- _Provided data_

=-=-=

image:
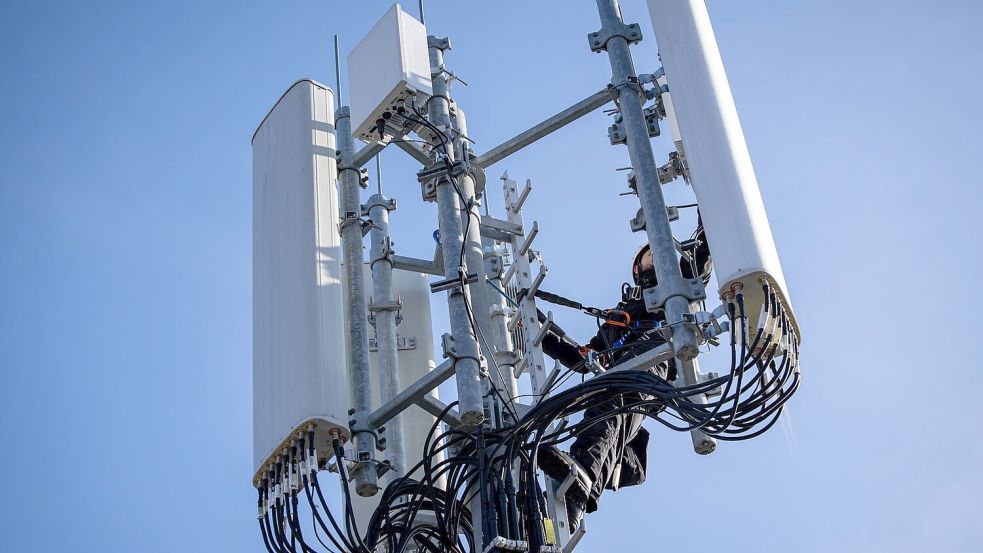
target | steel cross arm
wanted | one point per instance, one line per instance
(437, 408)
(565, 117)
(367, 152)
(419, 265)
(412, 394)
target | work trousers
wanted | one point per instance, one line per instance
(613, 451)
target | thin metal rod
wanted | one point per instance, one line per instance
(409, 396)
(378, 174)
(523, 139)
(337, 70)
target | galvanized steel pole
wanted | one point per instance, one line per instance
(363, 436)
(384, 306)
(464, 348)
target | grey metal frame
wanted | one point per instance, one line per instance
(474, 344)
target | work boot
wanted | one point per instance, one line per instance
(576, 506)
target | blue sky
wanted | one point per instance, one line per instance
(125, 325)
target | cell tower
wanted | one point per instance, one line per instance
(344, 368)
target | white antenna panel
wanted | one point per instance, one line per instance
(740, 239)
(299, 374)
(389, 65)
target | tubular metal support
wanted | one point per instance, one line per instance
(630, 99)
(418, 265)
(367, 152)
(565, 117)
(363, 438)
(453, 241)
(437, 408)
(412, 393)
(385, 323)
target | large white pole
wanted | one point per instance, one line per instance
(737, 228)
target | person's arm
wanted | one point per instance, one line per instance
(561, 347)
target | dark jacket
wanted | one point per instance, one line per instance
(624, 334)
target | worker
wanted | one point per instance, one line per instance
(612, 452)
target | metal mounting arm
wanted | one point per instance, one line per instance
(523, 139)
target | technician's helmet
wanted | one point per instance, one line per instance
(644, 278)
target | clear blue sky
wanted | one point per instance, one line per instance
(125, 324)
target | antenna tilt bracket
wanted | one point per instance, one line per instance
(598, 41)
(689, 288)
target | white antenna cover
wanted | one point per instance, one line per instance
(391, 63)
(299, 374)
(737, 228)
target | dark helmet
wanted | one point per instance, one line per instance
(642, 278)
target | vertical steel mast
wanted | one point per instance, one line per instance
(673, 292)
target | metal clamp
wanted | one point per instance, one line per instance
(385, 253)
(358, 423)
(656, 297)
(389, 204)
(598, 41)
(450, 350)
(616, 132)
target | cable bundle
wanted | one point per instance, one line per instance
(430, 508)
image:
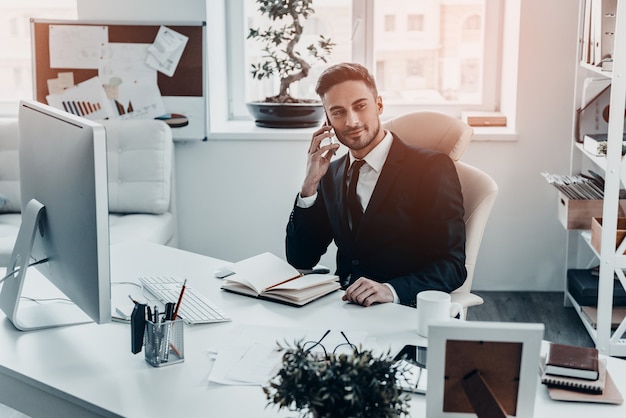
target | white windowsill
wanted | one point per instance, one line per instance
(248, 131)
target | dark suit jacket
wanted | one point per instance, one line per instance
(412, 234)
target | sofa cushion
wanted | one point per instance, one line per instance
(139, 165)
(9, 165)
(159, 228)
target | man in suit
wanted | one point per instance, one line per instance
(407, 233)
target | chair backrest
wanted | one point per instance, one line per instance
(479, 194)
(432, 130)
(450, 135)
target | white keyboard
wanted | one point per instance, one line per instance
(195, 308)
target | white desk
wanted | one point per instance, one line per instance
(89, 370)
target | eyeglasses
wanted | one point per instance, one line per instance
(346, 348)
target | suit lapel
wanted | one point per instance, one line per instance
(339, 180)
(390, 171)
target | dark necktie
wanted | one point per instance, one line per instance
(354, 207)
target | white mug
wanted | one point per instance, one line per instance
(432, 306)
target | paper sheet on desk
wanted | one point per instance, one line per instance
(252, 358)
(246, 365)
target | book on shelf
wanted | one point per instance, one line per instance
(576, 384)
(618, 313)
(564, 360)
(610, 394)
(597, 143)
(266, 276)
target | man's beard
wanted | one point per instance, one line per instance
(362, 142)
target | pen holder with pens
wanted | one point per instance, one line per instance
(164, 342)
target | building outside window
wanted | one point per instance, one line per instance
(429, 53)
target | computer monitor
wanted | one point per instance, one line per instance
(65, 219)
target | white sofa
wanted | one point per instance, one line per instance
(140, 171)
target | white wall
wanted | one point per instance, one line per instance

=-=-=

- _Task item_
Which lines of the records above contain the word "dark"? Show each of them.

- _Written solution_
target | dark jacket
target | dark helmet
target | dark suit jacket
target | dark necktie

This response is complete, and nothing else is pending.